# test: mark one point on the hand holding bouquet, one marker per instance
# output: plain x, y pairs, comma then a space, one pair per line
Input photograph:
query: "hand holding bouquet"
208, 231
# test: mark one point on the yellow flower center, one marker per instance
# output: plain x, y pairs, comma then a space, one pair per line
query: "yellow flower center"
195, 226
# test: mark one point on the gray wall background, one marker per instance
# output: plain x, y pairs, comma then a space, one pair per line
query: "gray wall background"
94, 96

### Given problem
Convert the data above into a Markdown table with the columns Row and Line, giving each line its row number and leaving out blank lines.

### Written solution
| Row | Line |
|---|---|
| 1 | # test: mark one point on the hand holding bouquet, one marker per instance |
| 2 | # output: plain x, y pairs, comma then a space, one pair per line |
| 3 | Input photograph: |
| 4 | query: "hand holding bouquet" |
| 5 | 208, 231 |
| 6 | # test: mark one point on the yellow flower center, one marker per instance |
| 7 | # output: plain x, y pairs, comma then a space, one pair per line |
| 8 | query: "yellow flower center" |
| 9 | 195, 226 |
| 10 | # test: mark one point on the gray wall background, one marker per instance |
| 11 | # output: plain x, y pairs, comma then a space, one pair per line |
| 12 | query: "gray wall background" |
| 13 | 94, 96 |